## Begin PASSAGE GIVEN

The English Literature A Level helps students to engage with a wide variety of texts while applying literary analysis and evaluation critically and creatively to prose, poetry, and drama. In-depth critical and contextual exploration of literature develops transferable skills essential for further academic study and employment.

Key Facts

Start Dates:

  • 6 January 2025
  • 8 September 2025

Colleges:

  • Brighton

Entry level:

  • Academic: Completed 10 years of schooling (GCSE or equivalent)
  • English: IELTS 5.5 or equivalent

Minimum age:

  • 16

Length:

  • 2 Academic Years (3 terms)
  • We also offer entry from Year 12

Lessons:

  • Average 7 hours per week for each A-level subject (plus homework and private study)

Class size:

  • 4-10

Learning outcomes

  • Gain UK national university entrance qualification
  • Raise English to university level
  • Develop study skills required at degree level
  • Develop specialist subject expertise

Course content and structure

The following content outline is based on the Edexcel exam board. Please note that exam boards may vary from college to college.

Content

Component 1: Drama

  • 30% of the total qualification
  • Students will study aspects of the form of drama via two plays, including one by Shakespeare and a second drama text. 
  • WILLIAM SHAKESPEARE — A choice of one text from the following: Tragedy Antony and Cleopatra, Hamlet, King Lear, Othello Comedy A Midsummer Night’s Dream, Measure for Measure, The Taming of the Shrew, Twelfth Night 
  • OTHER DRAMA — A choice of one text from the following: Tragedy (Pre-1900) Doctor Faustus, Christopher Marlowe The Duchess of Malfi, John Webster (Post-1900) The Home Place, Brian Friel A Streetcar Named Desire, Tennessee Williams Comedy (Pre-1900) The Importance of Being Earnest, Oscar Wilde, The Rover, Aphra Behn (Post-1900) The Pitmen Painters, Lee Hall, Waiting for Godot, Samuel Beckett 

Component 2: Prose

  • 20% of the total qualification
  • Students will study aspects of prose via two thematically linked texts, at least one of which must be pre-1900.

## End PASSAGE GIVEN
## Begin GIVEN ENTRIES

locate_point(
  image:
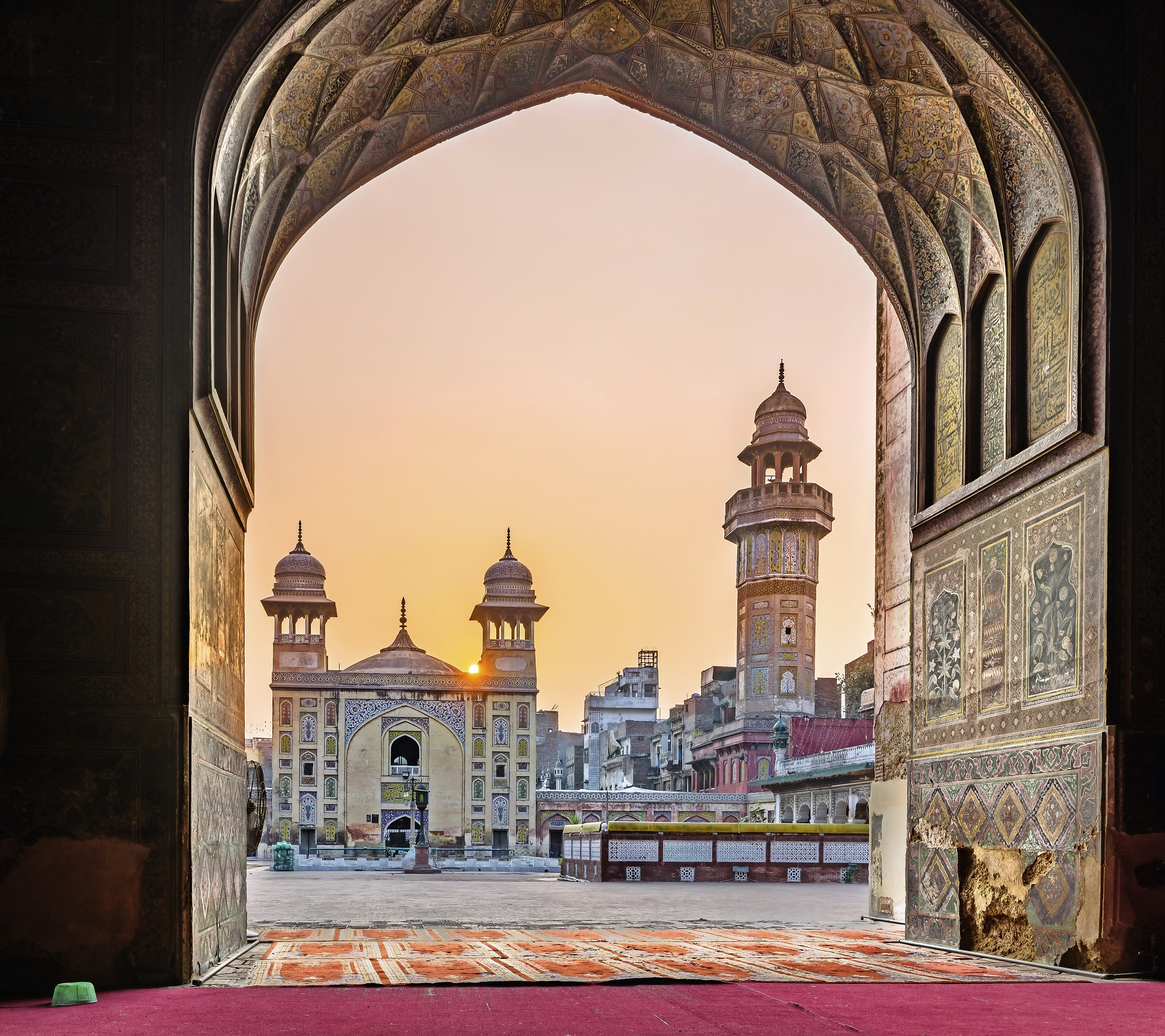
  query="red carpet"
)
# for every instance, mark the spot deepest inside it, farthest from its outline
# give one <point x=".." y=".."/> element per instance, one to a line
<point x="896" y="1010"/>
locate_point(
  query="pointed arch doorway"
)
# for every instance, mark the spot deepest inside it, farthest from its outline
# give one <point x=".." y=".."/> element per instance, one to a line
<point x="147" y="303"/>
<point x="982" y="239"/>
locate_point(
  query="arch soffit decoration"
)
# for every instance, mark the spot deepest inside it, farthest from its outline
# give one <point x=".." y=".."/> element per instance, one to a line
<point x="392" y="732"/>
<point x="901" y="124"/>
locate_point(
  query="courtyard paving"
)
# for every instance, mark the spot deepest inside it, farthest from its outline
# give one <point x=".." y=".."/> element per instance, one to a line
<point x="379" y="928"/>
<point x="379" y="900"/>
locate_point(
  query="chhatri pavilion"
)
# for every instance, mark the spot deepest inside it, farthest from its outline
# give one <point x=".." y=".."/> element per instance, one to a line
<point x="347" y="742"/>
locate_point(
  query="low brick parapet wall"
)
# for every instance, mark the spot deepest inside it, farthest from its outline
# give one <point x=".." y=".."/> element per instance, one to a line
<point x="716" y="852"/>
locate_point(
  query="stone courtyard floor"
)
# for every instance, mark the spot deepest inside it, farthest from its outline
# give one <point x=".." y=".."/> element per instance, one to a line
<point x="394" y="929"/>
<point x="379" y="900"/>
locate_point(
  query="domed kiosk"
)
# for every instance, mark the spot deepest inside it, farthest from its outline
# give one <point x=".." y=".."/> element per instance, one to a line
<point x="351" y="744"/>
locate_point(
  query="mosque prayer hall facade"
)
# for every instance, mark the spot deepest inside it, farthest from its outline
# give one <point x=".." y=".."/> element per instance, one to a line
<point x="347" y="742"/>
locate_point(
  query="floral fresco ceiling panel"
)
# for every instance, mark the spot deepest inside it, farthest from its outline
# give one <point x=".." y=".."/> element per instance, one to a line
<point x="895" y="121"/>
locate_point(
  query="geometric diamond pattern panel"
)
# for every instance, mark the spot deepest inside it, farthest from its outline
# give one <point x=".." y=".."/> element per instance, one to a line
<point x="639" y="850"/>
<point x="740" y="852"/>
<point x="846" y="852"/>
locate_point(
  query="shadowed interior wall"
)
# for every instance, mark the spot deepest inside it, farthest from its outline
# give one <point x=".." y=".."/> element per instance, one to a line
<point x="119" y="855"/>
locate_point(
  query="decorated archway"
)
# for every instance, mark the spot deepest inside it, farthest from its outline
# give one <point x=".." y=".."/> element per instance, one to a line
<point x="165" y="158"/>
<point x="978" y="206"/>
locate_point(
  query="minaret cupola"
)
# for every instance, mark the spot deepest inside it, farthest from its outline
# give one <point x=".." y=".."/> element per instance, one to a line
<point x="778" y="527"/>
<point x="301" y="610"/>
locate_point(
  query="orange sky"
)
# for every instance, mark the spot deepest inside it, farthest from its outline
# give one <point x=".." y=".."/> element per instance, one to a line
<point x="562" y="322"/>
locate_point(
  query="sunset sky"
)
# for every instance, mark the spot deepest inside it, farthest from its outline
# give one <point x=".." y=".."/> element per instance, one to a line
<point x="562" y="322"/>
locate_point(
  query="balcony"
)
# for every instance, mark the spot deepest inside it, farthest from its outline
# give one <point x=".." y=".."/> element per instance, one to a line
<point x="855" y="756"/>
<point x="756" y="505"/>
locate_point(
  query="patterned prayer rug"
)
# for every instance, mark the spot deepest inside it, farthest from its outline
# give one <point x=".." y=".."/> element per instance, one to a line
<point x="426" y="956"/>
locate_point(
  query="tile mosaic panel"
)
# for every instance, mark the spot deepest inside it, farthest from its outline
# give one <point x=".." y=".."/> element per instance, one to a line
<point x="688" y="852"/>
<point x="1034" y="799"/>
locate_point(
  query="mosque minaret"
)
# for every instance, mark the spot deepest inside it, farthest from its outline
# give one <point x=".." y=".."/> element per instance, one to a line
<point x="778" y="527"/>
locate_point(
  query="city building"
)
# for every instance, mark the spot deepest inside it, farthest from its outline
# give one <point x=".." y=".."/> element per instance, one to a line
<point x="627" y="761"/>
<point x="557" y="750"/>
<point x="822" y="771"/>
<point x="350" y="743"/>
<point x="633" y="695"/>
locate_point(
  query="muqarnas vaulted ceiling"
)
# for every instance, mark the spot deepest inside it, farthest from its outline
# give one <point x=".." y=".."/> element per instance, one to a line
<point x="896" y="122"/>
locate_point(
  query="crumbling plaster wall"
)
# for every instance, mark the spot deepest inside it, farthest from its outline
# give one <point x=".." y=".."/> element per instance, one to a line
<point x="892" y="616"/>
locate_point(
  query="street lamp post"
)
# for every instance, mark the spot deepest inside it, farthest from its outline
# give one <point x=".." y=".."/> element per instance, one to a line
<point x="420" y="798"/>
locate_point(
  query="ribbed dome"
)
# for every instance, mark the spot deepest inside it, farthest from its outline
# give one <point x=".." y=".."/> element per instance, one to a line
<point x="300" y="573"/>
<point x="782" y="401"/>
<point x="402" y="657"/>
<point x="508" y="579"/>
<point x="403" y="662"/>
<point x="782" y="414"/>
<point x="300" y="563"/>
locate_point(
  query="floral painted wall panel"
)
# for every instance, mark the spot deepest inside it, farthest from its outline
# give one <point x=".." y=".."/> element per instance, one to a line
<point x="945" y="596"/>
<point x="993" y="624"/>
<point x="949" y="412"/>
<point x="1054" y="581"/>
<point x="1049" y="323"/>
<point x="1033" y="644"/>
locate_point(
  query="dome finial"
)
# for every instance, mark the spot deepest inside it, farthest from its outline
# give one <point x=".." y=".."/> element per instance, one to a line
<point x="299" y="544"/>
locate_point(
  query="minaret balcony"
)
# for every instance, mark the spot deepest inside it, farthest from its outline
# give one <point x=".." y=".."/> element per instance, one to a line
<point x="300" y="639"/>
<point x="780" y="503"/>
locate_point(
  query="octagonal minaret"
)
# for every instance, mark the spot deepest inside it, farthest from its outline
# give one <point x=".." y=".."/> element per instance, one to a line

## End GIVEN ENTRIES

— SHORT TASK 1 —
Report each line of the listing that contains the string "ceiling".
— SHORT TASK 2 —
Pick up the English Literature A Level course description from where it ends and keep writing.

— EXPECTED OUTPUT 1 —
  query="floral fresco ceiling panel"
  query="muqarnas vaulted ceiling"

— EXPECTED OUTPUT 2 —
  • Literary study of both texts selected for this component should incorporate the links and connections between them, and the contexts in which they were written and received.
  • Texts are listed below. 

Component 3: Poetry

  • 30% of the total qualification 
  • Students study aspects of a range of poetry, from the established literary canon through to the present day. 
  • Students are required to study two selections of poetry; one specified post-2000 poetry text and either one specified selection of poems from one pre- or post-1900 text. This will be either a single named poet or a literary movement. 
  • Post-2000 poetry specified text: Poems of the Decade: An Anthology of the Forward Books of Poetry 2002–2011 
  • Specified Poetry Pre- or Post-1900: Choice of either selected poems from the named text or the single named poet from the following periods:
  • Pre-1900 choices: The Medieval Period (Medieval Poetic Drama OR Medieval Poet: Geoffrey Chaucer), Metaphysical Poetry: (The Metaphysical Poets OR Metaphysical Poet: John Donne), The Romantic Period (The Romantics OR Romantic Poet: John Keats), The Victorian Period (The Victorians OR Victorian Poet: Christina Rossetti)
  • Post-1900 choices :The Modernist Period (Modernism OR Modernist Poet: T S Eliot)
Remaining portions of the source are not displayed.